:: Provided data ::

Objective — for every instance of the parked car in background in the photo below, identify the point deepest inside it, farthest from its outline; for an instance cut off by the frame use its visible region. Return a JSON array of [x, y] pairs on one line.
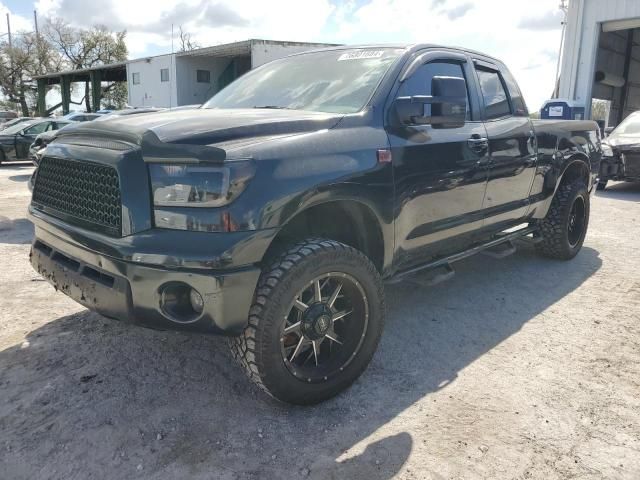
[[16, 140], [6, 115], [185, 107], [621, 153], [81, 116], [128, 111], [15, 121]]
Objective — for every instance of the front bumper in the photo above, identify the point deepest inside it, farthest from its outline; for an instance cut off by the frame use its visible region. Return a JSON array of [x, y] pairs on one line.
[[130, 288]]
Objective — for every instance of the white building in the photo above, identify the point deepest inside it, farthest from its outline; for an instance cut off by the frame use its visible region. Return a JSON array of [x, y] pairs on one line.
[[601, 57], [193, 77]]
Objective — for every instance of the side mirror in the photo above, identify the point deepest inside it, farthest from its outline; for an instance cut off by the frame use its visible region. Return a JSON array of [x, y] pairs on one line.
[[445, 108]]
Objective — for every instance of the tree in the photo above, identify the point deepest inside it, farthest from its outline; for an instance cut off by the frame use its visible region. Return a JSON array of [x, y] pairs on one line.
[[85, 48], [186, 42], [29, 56]]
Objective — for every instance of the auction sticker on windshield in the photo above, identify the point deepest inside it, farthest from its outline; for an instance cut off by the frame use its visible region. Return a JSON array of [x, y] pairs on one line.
[[361, 54]]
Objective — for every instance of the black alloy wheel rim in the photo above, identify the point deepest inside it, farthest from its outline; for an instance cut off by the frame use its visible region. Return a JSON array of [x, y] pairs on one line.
[[577, 220], [324, 327]]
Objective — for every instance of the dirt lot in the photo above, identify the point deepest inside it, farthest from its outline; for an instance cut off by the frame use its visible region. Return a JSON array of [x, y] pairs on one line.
[[519, 368]]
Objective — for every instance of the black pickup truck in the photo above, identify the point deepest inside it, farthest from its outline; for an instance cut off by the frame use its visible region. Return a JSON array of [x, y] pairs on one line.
[[274, 213]]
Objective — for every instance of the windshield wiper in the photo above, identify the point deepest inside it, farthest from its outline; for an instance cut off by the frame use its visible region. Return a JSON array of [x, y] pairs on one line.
[[274, 107]]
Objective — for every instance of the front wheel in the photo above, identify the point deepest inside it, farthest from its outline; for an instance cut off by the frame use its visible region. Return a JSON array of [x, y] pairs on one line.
[[564, 228], [315, 323]]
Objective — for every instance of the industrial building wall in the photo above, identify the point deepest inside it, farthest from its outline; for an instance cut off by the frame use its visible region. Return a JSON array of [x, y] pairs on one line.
[[152, 91], [190, 91], [584, 25], [611, 58]]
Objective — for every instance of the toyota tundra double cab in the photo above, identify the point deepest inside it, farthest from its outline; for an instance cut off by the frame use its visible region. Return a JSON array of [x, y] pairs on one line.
[[274, 213]]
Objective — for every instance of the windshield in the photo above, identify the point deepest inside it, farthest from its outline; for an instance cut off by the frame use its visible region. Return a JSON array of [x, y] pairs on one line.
[[12, 130], [334, 81], [630, 126]]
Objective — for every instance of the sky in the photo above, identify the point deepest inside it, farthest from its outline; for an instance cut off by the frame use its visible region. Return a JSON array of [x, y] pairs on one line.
[[525, 34]]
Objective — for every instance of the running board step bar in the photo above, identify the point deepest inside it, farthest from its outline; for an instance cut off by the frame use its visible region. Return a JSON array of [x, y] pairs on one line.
[[445, 262], [501, 250]]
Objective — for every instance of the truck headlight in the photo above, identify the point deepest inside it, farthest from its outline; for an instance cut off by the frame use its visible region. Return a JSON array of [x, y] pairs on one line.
[[198, 185]]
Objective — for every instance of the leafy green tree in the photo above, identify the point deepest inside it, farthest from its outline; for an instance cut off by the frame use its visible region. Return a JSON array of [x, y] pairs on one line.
[[29, 56], [85, 48]]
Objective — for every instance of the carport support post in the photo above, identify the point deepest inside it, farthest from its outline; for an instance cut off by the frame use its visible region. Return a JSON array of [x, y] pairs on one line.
[[65, 93], [96, 90], [627, 66], [42, 97]]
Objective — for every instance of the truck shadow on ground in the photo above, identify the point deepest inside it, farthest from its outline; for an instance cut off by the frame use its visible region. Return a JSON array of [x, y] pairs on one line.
[[622, 191], [16, 231], [91, 395]]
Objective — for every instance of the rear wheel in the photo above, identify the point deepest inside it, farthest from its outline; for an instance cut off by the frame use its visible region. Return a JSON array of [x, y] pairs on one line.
[[564, 228], [315, 323]]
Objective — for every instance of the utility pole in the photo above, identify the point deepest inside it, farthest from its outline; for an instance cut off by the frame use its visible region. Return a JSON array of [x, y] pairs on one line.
[[9, 31], [563, 7]]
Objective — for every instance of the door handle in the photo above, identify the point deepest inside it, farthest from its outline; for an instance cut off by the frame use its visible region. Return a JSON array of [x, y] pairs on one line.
[[478, 144]]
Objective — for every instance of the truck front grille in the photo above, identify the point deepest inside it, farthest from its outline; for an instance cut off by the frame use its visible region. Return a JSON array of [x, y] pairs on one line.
[[79, 192]]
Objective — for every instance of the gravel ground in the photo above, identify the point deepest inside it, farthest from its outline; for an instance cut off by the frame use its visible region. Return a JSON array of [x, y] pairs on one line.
[[517, 368]]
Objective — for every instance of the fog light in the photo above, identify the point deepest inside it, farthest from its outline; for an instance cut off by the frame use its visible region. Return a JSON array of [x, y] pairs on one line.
[[197, 303]]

:::

Prompt —
Output nothing but the entries above, exactly, once the pictures are removed.

Response area —
Objective — for every instance of the parked car in background in the photo below, identify the point deepest inside it, farthest from its outline; for an instance cut off by the frame use its visible region. Return a JSON array of [x, y] pairs on one line.
[[16, 140], [6, 115], [185, 107], [621, 153], [81, 116], [128, 111], [15, 121]]
Objective — for every instance of the front bumper in the photo above, identify the point deepest inside it, farthest from its outline; for an instance cut off by the frame use its visible region. Return a JSON array of [x, y] pairs on one line.
[[130, 288]]
Objective — for every instance of the white building in the photo above, identify the point deepest inside it, farthest from its outline; for an instance cut off by the frame use its visible region. Return a JSON array of [x, y] pairs on one line.
[[601, 57], [193, 77]]
Objective — for every instance of the side mirror in the photo above, identify the point deepest inside it, farthest from its outline; for an instance cut off by the frame use its visible region. Return a JSON array of [x, y] pairs on one line.
[[445, 108]]
Objective — for every instance of the tree in the photo above, identify the point deepest inside it, farthest from its outline; for an instance cut off by the frame use its visible region. Return a JSON array of [x, y] pairs on one line.
[[85, 48], [186, 42], [29, 56]]
Objective — for every instance of the auction sticker on windshield in the photo above, identify the point deepest inside it, farthest from its outline; for an instance cut off by the frame use its visible region. Return a JSON array of [x, y] pairs on one line.
[[361, 54]]
Objective — for every instance of the black alloy wheel rim in the photo above, identify the point deepest inside it, farthest from its outline; for an instance cut off by the frame use its visible region. Return a JSON array of [x, y] pairs on one line.
[[577, 220], [324, 327]]
Objective — for every instance of the dirt lot in the photo above, identify the point deepest inside it, farthest from its outline; for an instance cut off by the frame use its visible region. Return a JSON array of [x, y] pairs on one line.
[[519, 368]]
Objective — for every instance of the black pickup truck in the photo above, identify the point deepest inside it, farthest from its outline; for an instance cut off by the frame use its visible region. Return a JSON array of [x, y] pairs on one line.
[[274, 213]]
Objective — for every instance of the windshield wiper in the photo above, identify the point deepest inside it, farthest from its outline; for an instance cut off by the frame use its visible region. Return a JSON array of [x, y] pairs on one line.
[[274, 107]]
Objective — for every instance of the front wheel in the photo above, identify the point deepest inside it, farthest from its outline; for an instance cut off by the frame use its visible region. Return a JSON array of [x, y] pairs on one line.
[[564, 228], [315, 323]]
Objective — for every instance of the industrial building wall in the photo above, identify the point deepest inside it, farthest from its outline; for an instance cut off by the frame use its visible region. Return a JSON array of [x, y] pairs on one line.
[[152, 91], [190, 91], [584, 25], [611, 58]]
Objective — for every instance of the toyota tundra double cab in the photo above, identify the point deepest inside it, farthest from its outline; for an instance cut off by the frame use its visible region. Return a JSON array of [x, y] pairs on one line.
[[274, 213]]
Objective — for every instance of the windshield in the photo above, identify the point deepest inside it, farthest from its outline; for an instance cut off by the frame use its visible region. Return a JSON array of [x, y] pairs on one line.
[[12, 130], [334, 81], [630, 126]]
Objective — for every instance of the sky in the photo above, identify the point deepest inside it, farthest from its outline; for an instance cut off by the frame use its visible region. Return a JSON array of [x, y] pairs on one line.
[[525, 34]]
Objective — for every instance of the running board step bar in the photo above, identify the point deepest inside it, farthest from its outline; for an instance cut off by the frame use its visible region. Return a JSON array of [x, y] pairs on one line.
[[445, 262], [501, 250]]
Objective — for every instance of the truck headlight in the photo above, identify the point deepest inside it, farthest from its outline; for an instance cut off by the frame use its visible region. Return a JSON array of [x, y] pairs on one line.
[[198, 185]]
Objective — for every instance of the leafy green tree in the photo above, identify the point deepest inside it, farthest from its outline; for an instance cut off by the frame use its visible region. Return a JSON array of [x, y] pairs on one line.
[[29, 56], [85, 48]]
Objective — for every instance of the carport support post in the photo above, identify the point deepest inside it, farthest from its outline; for an instance cut off by the frame use its visible region. Return a JSON array of [x, y] pairs on one line.
[[65, 93], [96, 90], [627, 66], [42, 97]]
Objective — for every instance of the truck shadow on ground in the photo above, identify the point deepest inside it, farthest from its outline; for an instance cut off by the frame use its visible region. Return a JSON array of [x, y] pairs on one line.
[[622, 191], [16, 231], [91, 395]]
Objective — for every instance of the rear wheel in the photo above, identify the point deepest inside it, farthest from its outline; for an instance cut off by the frame use its visible region. Return a JSON array of [x, y] pairs on one line.
[[564, 228], [315, 323]]
Objective — for every instance of the utility pole in the photo above, identify the point deepest inside it, farthest from its outline; for an instance cut off by the frame use its visible region. Return a JSON array of [x, y] pairs on one line.
[[9, 31], [563, 7]]
Objective — for every instance of the door handle in the photo above, identify the point deepest inside it, farthest from its outline; for an instance cut off by the frame use its visible region. Return a JSON array of [x, y] pairs on one line.
[[478, 144]]
Objective — for every instance of the truck front grille in the photo above, identify the point deepest inside it, farthest from its outline; for an instance cut off by the frame use its visible region. Return a JSON array of [x, y] pairs on one line.
[[79, 192]]
Objective — for every instance of the gravel ground in the photo above, identify the point deepest inside it, farthest from its outline; for an instance cut off by the frame use its visible region. Return a JSON array of [x, y] pairs on one line.
[[517, 368]]
Objective — for every instance of the fog light in the photo above, identify the point deepest inside it, farthest from its outline; for an instance cut off by the frame use its visible region. Return a JSON array of [x, y] pairs on one line.
[[197, 303]]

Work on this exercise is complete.